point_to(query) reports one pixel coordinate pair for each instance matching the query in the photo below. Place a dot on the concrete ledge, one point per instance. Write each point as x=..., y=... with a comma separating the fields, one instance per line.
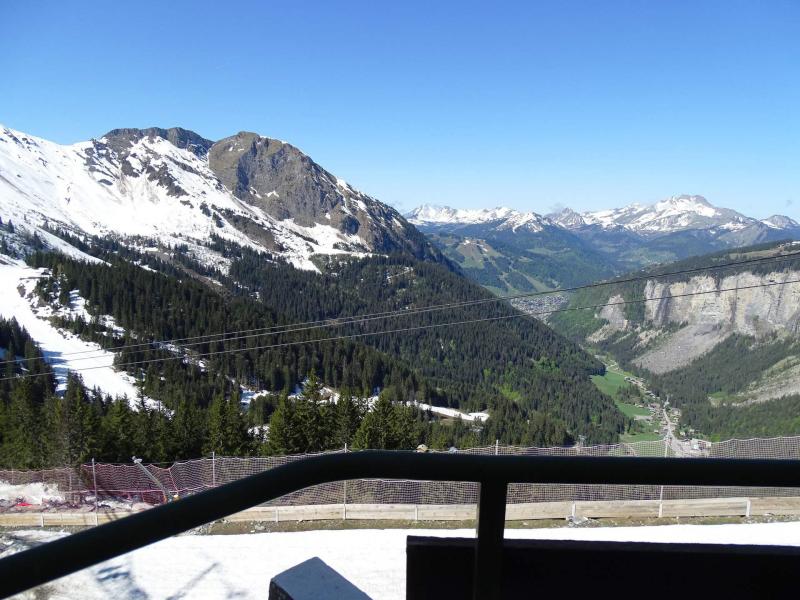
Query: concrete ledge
x=706, y=507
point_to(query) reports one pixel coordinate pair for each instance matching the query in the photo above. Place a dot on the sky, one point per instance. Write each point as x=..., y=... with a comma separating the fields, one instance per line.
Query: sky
x=534, y=105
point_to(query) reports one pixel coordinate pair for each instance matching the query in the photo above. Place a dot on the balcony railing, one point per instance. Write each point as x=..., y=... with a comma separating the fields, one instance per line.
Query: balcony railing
x=64, y=556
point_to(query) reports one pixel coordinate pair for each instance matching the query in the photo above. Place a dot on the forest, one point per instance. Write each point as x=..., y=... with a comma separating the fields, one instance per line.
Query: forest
x=534, y=383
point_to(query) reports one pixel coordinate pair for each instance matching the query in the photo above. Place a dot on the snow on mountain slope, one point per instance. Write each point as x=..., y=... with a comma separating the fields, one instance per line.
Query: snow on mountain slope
x=780, y=222
x=145, y=189
x=431, y=214
x=63, y=350
x=500, y=218
x=678, y=213
x=374, y=560
x=674, y=214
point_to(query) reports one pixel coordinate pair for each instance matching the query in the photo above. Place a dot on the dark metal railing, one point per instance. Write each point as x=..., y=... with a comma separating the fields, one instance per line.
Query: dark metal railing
x=64, y=556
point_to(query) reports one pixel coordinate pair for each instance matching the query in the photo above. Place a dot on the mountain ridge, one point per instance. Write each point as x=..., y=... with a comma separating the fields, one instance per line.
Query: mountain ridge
x=164, y=188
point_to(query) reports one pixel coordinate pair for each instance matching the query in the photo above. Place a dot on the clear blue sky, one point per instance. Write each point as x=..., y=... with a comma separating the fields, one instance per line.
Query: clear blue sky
x=532, y=105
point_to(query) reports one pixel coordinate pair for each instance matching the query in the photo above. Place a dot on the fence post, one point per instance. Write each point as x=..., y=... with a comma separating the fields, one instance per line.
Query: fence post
x=94, y=478
x=661, y=492
x=344, y=499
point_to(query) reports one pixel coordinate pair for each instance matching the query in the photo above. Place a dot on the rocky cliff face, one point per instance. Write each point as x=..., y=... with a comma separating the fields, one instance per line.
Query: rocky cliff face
x=686, y=319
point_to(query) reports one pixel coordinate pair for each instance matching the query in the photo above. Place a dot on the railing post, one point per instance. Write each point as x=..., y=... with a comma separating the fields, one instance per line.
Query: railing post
x=488, y=577
x=94, y=478
x=344, y=498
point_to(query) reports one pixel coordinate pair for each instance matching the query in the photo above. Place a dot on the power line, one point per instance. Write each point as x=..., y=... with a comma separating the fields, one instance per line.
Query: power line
x=340, y=322
x=415, y=328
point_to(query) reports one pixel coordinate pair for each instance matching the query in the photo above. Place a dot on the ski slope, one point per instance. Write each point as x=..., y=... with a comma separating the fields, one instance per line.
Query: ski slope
x=17, y=282
x=241, y=566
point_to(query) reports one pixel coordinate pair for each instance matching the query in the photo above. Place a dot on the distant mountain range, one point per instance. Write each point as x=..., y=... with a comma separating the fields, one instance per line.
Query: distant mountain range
x=157, y=189
x=510, y=250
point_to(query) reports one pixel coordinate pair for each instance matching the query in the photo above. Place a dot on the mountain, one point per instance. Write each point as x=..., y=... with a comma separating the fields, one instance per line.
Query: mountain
x=97, y=239
x=570, y=248
x=161, y=188
x=509, y=251
x=722, y=345
x=431, y=215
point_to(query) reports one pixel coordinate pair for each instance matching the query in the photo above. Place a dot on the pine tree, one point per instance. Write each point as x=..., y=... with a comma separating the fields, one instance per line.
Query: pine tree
x=285, y=431
x=189, y=430
x=216, y=424
x=349, y=413
x=21, y=435
x=313, y=416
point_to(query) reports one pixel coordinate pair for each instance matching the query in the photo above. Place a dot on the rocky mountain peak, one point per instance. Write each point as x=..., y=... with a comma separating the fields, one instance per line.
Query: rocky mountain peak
x=120, y=140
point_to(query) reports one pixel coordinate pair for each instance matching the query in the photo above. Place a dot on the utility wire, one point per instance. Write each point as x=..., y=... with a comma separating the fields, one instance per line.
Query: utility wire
x=414, y=328
x=339, y=322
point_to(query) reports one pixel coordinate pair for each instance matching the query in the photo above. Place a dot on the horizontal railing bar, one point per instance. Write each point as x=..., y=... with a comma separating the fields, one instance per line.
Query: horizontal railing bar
x=64, y=556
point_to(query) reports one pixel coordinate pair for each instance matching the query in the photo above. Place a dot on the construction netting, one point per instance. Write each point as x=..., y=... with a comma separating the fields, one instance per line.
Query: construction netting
x=155, y=484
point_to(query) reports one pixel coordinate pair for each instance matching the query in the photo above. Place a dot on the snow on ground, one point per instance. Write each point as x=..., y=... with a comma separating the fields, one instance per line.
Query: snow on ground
x=61, y=349
x=241, y=566
x=452, y=412
x=32, y=493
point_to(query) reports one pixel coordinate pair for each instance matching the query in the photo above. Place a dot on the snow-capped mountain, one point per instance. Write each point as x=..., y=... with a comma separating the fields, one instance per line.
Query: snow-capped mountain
x=780, y=222
x=163, y=188
x=429, y=214
x=500, y=218
x=519, y=249
x=678, y=213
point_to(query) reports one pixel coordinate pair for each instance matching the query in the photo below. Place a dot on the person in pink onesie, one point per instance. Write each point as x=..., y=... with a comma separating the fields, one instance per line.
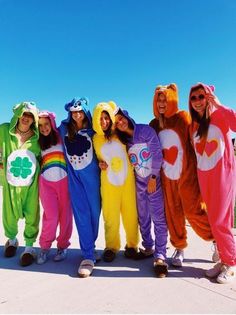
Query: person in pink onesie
x=53, y=191
x=210, y=134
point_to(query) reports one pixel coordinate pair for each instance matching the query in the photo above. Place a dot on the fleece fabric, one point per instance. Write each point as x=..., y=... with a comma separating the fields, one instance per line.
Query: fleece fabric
x=182, y=195
x=83, y=178
x=145, y=154
x=216, y=174
x=117, y=184
x=54, y=193
x=21, y=170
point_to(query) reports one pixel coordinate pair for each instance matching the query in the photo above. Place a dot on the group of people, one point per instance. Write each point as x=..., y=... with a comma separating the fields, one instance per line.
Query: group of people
x=179, y=167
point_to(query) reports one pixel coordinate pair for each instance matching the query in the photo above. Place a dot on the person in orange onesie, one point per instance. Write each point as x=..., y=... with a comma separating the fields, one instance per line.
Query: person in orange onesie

» **Do this**
Would you print all of the records above line for line, without a single change, and leave the pictures out?

» **Complete output**
point_to(query) reports one pixel coordinate pair for each instance matching the query in the photo below. Place a dot on the concrete ledge, one point per instance. Write each point as x=..., y=... with a comma separating the fields, one instance per line.
Query: concrete ledge
x=706, y=507
point_to(query) reports one pixel coordinate pair for each instance matching the query in the photo above. Place a dot on the sky, one point per instance. Write each point as x=..., y=... with a comma separating the fields, one instance per line.
Query: sky
x=534, y=105
point_to(query) reports one pixel coordinate pair for each instance matching the query in the photo above. Place a dot on the balcony railing, one point per instance. Write each point as x=..., y=... with a comma separating the fields, one instance per line.
Query: balcony railing
x=64, y=556
point_to(query) reports one pixel coordinate pair for each instance matching the query in the photo above. Place a dot on the forest, one point per instance. Write each point as x=..., y=... with a comma separating the fields, one instance per line.
Query: forest
x=534, y=383
point_to(query) reports one pixel coordinate pair for each instance matching the query in the photo above. Place a dot on the snow on mountain slope, one point per instance. Write each point as x=..., y=... with a comma separating the fields, one instance per line.
Query: snow on mountain slope
x=780, y=222
x=145, y=189
x=431, y=214
x=63, y=350
x=500, y=218
x=678, y=213
x=374, y=560
x=674, y=214
point_to(query) reports one pixel coordinate pair for each instance matching the query in the photo above. Place a dot on the dark metal railing, one point per instance. Write each point as x=..., y=... with a comma separating the fields, one instance per line.
Query: dark metal railing
x=64, y=556
point_to(query) reports one pixel coordinate pair for each instance matching the query in the photo above. Place a dot on the mountain ridge, one point per instance. Write each point as x=..., y=... with a comma separating the fields, one instance per line.
Query: mountain ridge
x=164, y=188
point_to(query) reports one pixel coordinate pair for each instance matching the query in the photo above. Place a dot on the clear blue sky, one point per instance. Write each point as x=..., y=... with a comma separating the fields, one instance per line.
Query: clear blue sky
x=532, y=105
point_to(query) reports one pixel coordinate pair for each instance matching the query in the photo above. Place a dot on the fence post, one point per instance. Write each point as x=..., y=... with a comma separating the fields, one instance per line.
Query: fence post
x=94, y=478
x=661, y=492
x=344, y=499
point_to(query) reports one pixel coordinate pair for each instance matching the query in the photo above. Place a dot on the rocky cliff face, one point per instance. Write each point as x=..., y=... with a comma separating the fields, one instance per line.
Query: rocky cliff face
x=686, y=319
point_to(query) reports one pixel coordinate pair for each instance matching the query in the photo above. Place a dot on the railing post, one point per instance. Write each point as x=..., y=... with a comma separating the fields, one instance per line.
Query: railing post
x=488, y=577
x=94, y=478
x=344, y=498
point_to(query) reports one pixel coordinate pair for each instance matching the query in the photo above. Place a dot on the power line, one point per instance. Write each point as x=..., y=... with a comma separating the fields, one instance per line.
Query: power line
x=340, y=322
x=415, y=328
point_to(query) reports one pixel coordinate pair for each instance matching the query in the photo above. Place a dot on the ski slope, one point per instance. Write each point as x=..., y=... with a comma separating the fields, one instance per line.
Query: ski slope
x=17, y=282
x=241, y=566
point_to(query) reports one pixel coordinate pair for each instance matching the query in the photo above. Place a dot on the distant mountain range, one point per instance. Write each point as x=..., y=... with a comma separating the fields, one instance per line.
Query: distant mountain range
x=157, y=189
x=510, y=250
point_to(query) reports one pixel coordinate pair for each instance matching the query in the photo above. Place a dot on the mountain, one point per instance. Write each point as x=..., y=... with a comma separating the fields, one instance per line.
Query: mountain
x=97, y=239
x=570, y=248
x=161, y=188
x=509, y=251
x=722, y=345
x=431, y=215
point_to(query) reports one pixel coordinate pair for each instance matching the query in the photo above. Place a dot on the pine tree, one point per instance. Write each point as x=..., y=... with a comma separating the fields, one instance per line.
Query: pine tree
x=285, y=431
x=189, y=430
x=216, y=424
x=349, y=413
x=21, y=435
x=313, y=416
point_to(query) reports one pixel coordinate pair for each instance matching the query in the photo above. Place a dot on the rocky mountain peak, one point per instance. Write each point as x=..., y=... with a comma separating the fields, one instance per line.
Query: rocky mountain peak
x=120, y=140
point_to(query) reports one pixel coordinate pair for each instance matching the query in the photo above. Place a dot on the utility wire, one point per instance. Write each point as x=..., y=... with a comma separating the fields, one instance per line.
Query: utility wire
x=414, y=328
x=339, y=322
point_to(query) reports one pixel coordinate pair for each instance matching the query in the photo above. Place a dot on the horizontal railing bar, one point per instance. Write each point as x=..., y=... with a comma separating the fields, one instance per line.
Query: horizontal railing bar
x=64, y=556
point_to(query) reports one pixel coordinate pair for each instance matching the query in the photo above. Place a dot on the construction netting, one point per instance. Write each point as x=..., y=... with a comma separating the fields, one instance per line.
Query: construction netting
x=155, y=484
point_to(query) reports one pixel coordinate pair for each instance matching the query in the photo above. Place a dot on the snow on ground, one point per instance. Write each point as x=..., y=... with a comma separating the fields, one instance per line.
Query: snow on ground
x=61, y=349
x=241, y=566
x=452, y=412
x=32, y=493
point_to(query) reports one pixel coordinate pair for each instance matching the query in the photo above. Place a dot on the snow-capped mountain, one point per instance. Write each point as x=..., y=... with a comma separating the fields, one instance per line.
Query: snow-capped mountain
x=780, y=222
x=163, y=188
x=429, y=214
x=500, y=218
x=519, y=249
x=678, y=213
point_to(query) reports one pixel coordinate pair for each instance matching the query in the photo below. Place a dot on the person in pink onesie, one point per instance. Write each point as x=..., y=... with a comma separating the fields, one instance per line.
Query: person in pink onesie
x=53, y=191
x=210, y=134
point_to(query) reports one pixel coordinate pair for each instance matching the query in the photo above. Place a dot on the fleece fabric, one point per instance. Write each point as x=..., y=... with a comma separating the fields, one instance per line.
Query: fleece fabric
x=182, y=195
x=83, y=178
x=145, y=154
x=216, y=174
x=117, y=184
x=54, y=193
x=21, y=170
point_to(query) reports one pixel coordinate pair for each instance matching the query in the photo above. Place a dot on the group of people, one point per instance. Write each point as x=..., y=... with a comma separating the fields, one instance per line.
Query: group of people
x=179, y=167
point_to(query) reports one pixel coordinate pair for each instance matching the query in the photo above. Place a dot on the person in orange onesie, one point per instance. Write each point as x=..., y=... with a comma separating the fields, one instance per line.
Query: person in orange onesie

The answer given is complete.